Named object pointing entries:
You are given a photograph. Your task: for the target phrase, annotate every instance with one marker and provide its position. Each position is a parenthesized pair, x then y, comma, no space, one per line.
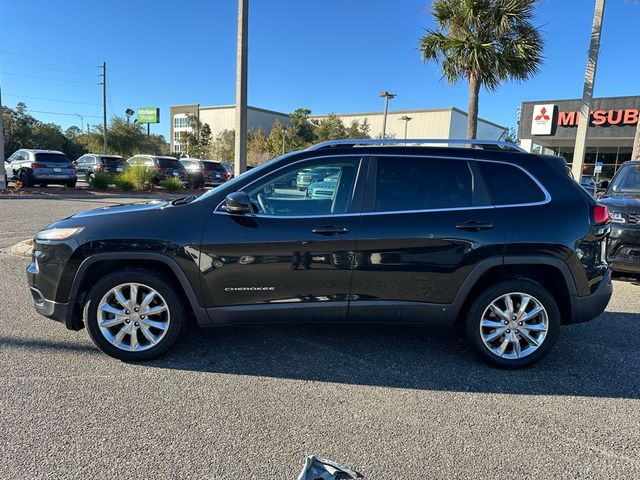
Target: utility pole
(587,92)
(406,119)
(387,96)
(104,107)
(3,172)
(241,88)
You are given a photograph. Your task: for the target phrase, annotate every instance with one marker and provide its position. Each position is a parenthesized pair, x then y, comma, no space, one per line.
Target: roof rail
(483,144)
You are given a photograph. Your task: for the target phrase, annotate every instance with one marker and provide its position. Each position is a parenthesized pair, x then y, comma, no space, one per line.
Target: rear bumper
(590,306)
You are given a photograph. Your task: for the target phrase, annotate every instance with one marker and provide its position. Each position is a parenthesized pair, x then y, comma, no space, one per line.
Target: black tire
(26,178)
(174,303)
(482,303)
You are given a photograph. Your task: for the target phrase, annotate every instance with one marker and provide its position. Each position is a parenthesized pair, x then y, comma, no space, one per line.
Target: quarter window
(312,188)
(509,185)
(405,183)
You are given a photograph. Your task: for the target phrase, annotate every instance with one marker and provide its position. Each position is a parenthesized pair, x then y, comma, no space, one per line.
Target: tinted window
(213,167)
(111,160)
(51,158)
(169,163)
(280,194)
(508,185)
(422,184)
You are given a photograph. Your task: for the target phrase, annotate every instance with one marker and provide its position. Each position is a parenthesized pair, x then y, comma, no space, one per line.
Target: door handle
(330,230)
(475,226)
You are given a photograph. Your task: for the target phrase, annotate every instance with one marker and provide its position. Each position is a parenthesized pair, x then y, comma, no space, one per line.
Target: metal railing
(440,142)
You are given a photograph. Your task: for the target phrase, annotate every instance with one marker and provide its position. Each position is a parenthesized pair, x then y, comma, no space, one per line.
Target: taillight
(601,215)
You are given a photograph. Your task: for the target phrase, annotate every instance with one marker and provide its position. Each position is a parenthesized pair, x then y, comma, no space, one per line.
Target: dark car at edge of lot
(162,167)
(622,197)
(207,173)
(41,167)
(90,164)
(501,242)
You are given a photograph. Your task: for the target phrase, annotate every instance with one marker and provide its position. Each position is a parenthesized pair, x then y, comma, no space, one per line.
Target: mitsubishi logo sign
(542,121)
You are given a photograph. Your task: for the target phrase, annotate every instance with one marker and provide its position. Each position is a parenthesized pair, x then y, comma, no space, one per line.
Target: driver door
(291,259)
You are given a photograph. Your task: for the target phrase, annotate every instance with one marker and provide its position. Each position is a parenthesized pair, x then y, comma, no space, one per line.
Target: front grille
(633,218)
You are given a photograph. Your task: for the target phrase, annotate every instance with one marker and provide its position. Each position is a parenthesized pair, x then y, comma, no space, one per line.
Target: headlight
(617,217)
(58,233)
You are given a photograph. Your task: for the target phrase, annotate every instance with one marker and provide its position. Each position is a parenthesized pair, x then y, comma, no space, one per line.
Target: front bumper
(623,249)
(590,306)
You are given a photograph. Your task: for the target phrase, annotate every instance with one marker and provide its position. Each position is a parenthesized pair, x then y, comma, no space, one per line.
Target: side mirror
(238,203)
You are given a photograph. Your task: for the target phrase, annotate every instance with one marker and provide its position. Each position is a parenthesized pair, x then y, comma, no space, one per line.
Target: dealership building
(551,126)
(449,122)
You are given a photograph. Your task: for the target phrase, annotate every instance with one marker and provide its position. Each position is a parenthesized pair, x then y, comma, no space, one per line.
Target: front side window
(309,188)
(509,185)
(408,183)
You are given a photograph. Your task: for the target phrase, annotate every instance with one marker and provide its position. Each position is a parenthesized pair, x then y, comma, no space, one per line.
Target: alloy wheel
(514,325)
(133,317)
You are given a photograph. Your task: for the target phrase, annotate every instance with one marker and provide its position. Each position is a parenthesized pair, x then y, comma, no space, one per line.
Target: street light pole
(3,172)
(587,92)
(241,88)
(387,96)
(406,119)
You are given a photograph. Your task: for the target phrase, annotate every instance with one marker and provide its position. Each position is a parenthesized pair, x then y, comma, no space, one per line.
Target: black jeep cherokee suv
(499,241)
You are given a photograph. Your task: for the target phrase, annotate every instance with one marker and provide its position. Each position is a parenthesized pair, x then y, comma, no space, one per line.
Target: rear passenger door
(426,224)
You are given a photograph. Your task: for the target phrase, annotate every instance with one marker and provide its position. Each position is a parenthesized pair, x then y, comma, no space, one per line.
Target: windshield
(51,158)
(627,180)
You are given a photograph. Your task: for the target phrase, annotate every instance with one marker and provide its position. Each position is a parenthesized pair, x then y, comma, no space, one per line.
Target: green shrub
(135,178)
(172,184)
(101,180)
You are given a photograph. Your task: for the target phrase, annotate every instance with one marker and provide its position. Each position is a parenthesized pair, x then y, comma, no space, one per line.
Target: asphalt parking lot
(253,402)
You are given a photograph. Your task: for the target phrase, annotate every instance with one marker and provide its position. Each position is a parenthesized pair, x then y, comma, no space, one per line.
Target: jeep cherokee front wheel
(513,324)
(134,315)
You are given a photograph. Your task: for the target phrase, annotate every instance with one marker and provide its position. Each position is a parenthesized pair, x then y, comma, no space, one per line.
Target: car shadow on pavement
(597,359)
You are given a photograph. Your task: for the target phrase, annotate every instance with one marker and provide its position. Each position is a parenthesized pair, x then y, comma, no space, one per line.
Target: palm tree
(485,41)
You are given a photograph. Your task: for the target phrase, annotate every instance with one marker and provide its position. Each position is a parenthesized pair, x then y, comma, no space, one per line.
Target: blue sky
(329,56)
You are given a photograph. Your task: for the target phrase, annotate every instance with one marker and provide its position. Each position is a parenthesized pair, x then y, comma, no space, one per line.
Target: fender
(201,314)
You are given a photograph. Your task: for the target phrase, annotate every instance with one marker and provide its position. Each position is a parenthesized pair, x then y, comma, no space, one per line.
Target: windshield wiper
(184,200)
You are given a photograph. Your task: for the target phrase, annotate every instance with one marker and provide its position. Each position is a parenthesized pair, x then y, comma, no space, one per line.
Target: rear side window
(509,185)
(51,158)
(422,184)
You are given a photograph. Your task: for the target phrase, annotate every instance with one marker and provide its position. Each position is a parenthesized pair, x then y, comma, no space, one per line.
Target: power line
(48,78)
(47,59)
(61,113)
(48,68)
(50,99)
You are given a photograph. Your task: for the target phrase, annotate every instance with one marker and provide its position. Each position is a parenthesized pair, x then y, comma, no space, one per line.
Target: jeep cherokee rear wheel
(134,315)
(513,324)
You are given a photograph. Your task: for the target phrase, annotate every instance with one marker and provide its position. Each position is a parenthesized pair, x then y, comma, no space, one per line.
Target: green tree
(223,149)
(330,128)
(486,42)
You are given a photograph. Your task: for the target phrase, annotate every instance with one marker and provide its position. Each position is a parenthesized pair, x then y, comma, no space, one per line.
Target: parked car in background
(324,189)
(41,167)
(312,175)
(501,242)
(88,165)
(162,167)
(622,197)
(205,172)
(589,184)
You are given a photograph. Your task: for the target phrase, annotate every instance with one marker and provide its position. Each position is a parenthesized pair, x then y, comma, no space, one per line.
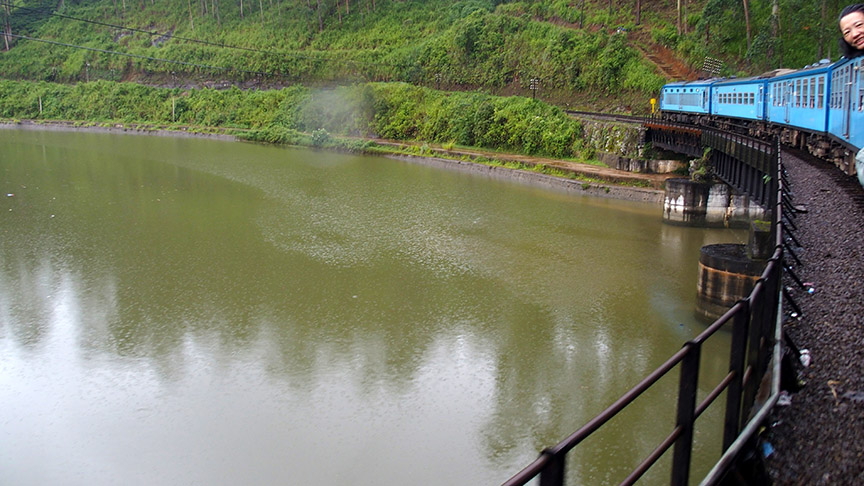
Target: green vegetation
(463,44)
(299,115)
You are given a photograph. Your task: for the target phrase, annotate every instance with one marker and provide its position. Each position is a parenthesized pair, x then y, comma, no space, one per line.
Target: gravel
(819,438)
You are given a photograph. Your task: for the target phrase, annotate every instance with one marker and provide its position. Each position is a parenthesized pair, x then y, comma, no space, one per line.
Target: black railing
(754,323)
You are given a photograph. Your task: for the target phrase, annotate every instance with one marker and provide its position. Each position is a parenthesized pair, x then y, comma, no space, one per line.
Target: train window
(805,88)
(798,93)
(860,87)
(820,93)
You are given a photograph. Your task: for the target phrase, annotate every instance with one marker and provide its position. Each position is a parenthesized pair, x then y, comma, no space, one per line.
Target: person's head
(852,28)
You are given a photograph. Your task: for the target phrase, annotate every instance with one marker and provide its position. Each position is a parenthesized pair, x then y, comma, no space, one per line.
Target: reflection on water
(177,311)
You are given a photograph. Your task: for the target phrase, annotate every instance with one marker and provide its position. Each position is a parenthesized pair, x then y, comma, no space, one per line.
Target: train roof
(692,84)
(816,68)
(733,81)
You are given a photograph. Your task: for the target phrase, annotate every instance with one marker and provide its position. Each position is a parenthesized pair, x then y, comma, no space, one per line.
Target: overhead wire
(186,39)
(138,56)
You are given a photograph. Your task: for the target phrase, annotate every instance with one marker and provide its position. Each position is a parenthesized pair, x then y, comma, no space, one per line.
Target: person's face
(852,28)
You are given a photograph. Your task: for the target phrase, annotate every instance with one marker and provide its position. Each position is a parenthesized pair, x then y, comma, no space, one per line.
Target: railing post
(737,355)
(686,414)
(553,472)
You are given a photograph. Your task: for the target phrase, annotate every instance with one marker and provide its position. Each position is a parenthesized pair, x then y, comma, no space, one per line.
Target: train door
(760,103)
(846,101)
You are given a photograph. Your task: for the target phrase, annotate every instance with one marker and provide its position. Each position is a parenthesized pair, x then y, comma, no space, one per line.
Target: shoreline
(545,181)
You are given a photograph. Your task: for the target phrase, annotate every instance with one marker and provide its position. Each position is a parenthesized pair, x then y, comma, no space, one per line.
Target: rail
(755,326)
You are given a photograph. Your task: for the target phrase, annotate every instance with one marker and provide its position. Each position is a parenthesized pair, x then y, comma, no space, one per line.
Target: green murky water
(188,311)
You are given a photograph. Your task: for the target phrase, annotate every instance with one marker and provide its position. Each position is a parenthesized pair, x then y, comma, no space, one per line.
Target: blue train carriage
(846,114)
(686,101)
(739,98)
(797,102)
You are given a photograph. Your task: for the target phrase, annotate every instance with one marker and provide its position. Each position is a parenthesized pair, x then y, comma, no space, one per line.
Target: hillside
(585,54)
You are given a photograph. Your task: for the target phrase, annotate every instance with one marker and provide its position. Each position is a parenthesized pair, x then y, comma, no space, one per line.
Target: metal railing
(755,323)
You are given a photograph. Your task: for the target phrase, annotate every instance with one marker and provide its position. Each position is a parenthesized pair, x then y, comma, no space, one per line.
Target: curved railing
(755,325)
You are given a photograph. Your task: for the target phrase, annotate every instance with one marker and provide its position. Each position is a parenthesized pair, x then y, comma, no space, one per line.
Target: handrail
(752,320)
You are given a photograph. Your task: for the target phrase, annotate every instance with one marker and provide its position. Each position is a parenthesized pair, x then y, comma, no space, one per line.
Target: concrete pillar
(726,275)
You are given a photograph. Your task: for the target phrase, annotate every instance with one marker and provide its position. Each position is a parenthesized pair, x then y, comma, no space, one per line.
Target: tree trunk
(774,49)
(8,26)
(191,22)
(582,15)
(822,30)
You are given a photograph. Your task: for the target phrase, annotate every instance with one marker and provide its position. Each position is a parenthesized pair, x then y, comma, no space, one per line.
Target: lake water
(191,311)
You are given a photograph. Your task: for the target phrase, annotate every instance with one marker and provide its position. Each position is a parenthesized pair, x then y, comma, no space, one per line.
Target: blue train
(819,108)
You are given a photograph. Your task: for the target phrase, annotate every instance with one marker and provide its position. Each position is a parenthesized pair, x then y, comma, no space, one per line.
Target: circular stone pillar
(726,276)
(686,202)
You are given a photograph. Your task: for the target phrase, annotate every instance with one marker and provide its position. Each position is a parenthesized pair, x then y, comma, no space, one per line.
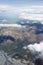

### Work required
From the entries above, list every line that contains the word "green", matching case exactly.

### Task solution
Target: green shrub
Target: green tree
Target: green vegetation
Target: green murky water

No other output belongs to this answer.